Exercise brief → Please find every line in the entries below that contains the word "grass" and copy each of those lines. Case counts.
>> start
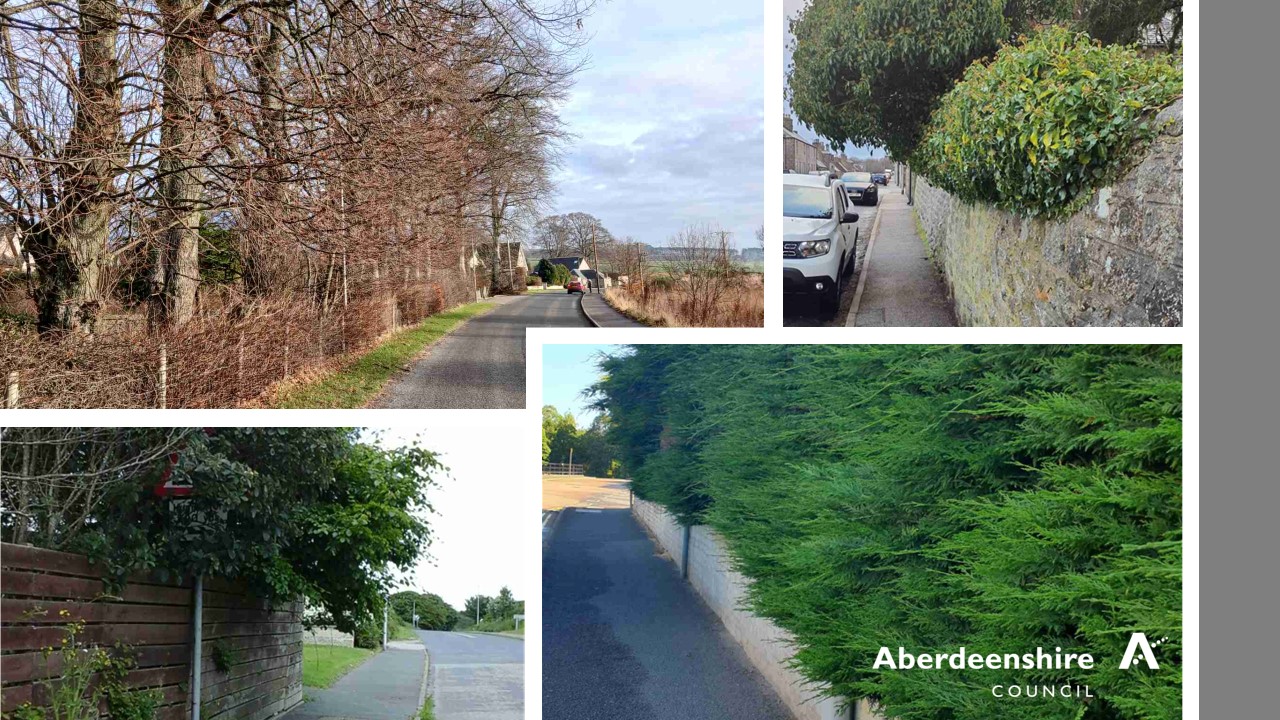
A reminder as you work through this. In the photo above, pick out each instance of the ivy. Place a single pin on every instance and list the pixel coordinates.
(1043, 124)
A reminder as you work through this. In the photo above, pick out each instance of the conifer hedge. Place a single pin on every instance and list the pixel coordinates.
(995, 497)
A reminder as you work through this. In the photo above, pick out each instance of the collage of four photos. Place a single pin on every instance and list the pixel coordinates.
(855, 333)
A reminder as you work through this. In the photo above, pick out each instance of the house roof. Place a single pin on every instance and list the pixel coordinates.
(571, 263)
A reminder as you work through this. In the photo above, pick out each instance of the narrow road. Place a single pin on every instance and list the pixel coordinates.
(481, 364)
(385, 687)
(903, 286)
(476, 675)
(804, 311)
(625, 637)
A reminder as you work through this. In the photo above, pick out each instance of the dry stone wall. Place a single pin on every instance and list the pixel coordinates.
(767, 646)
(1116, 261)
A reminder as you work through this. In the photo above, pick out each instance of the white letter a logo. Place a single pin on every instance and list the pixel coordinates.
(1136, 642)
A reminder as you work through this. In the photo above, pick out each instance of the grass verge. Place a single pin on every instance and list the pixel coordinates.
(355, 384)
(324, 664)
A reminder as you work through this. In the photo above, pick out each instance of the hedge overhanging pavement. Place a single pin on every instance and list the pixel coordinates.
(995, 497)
>> end
>> start
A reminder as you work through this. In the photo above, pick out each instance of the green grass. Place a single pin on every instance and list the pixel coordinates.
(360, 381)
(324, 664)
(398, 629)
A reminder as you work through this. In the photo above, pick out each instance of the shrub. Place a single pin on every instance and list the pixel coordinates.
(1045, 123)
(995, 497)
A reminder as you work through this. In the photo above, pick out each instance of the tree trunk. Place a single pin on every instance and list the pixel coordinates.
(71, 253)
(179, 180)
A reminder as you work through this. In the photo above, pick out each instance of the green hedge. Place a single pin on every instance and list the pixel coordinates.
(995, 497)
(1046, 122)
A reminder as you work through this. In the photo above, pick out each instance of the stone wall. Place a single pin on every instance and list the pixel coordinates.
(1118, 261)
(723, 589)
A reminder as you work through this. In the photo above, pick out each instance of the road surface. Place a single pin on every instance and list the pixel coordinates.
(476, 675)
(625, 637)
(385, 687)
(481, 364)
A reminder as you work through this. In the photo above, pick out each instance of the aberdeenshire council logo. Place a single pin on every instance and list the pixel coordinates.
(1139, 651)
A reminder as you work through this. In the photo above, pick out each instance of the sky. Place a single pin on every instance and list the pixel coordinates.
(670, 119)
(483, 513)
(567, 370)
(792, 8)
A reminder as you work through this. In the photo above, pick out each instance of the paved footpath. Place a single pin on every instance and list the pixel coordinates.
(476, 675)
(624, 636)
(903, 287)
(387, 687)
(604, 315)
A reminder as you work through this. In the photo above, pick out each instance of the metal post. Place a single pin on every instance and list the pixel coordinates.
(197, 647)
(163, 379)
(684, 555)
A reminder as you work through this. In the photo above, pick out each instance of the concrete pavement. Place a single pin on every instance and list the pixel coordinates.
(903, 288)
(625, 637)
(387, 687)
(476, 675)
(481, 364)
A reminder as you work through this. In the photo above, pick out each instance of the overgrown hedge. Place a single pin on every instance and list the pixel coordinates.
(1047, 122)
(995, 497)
>> end
>> start
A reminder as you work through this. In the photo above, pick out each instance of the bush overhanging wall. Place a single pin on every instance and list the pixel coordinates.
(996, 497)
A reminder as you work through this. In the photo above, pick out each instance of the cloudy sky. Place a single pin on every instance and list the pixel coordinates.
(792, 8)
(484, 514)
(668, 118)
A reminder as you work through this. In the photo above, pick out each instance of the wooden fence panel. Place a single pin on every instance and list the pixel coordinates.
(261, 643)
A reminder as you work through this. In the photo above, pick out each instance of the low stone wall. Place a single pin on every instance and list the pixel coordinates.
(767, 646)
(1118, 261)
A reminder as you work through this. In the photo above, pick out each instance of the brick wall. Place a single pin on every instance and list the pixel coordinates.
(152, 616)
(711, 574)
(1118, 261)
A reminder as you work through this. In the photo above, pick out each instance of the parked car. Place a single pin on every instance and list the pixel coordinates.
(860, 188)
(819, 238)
>> end
Output for this exercise →
A reminder as you work through this. In the photo above, pick out each instance of the grass verge. Place a single pin on every instance and list the pixel coordinates.
A reminder as you work through this. In the photo above, pick out each instance of the green grass. Place a single pin on every instance and list the pixel coordinates.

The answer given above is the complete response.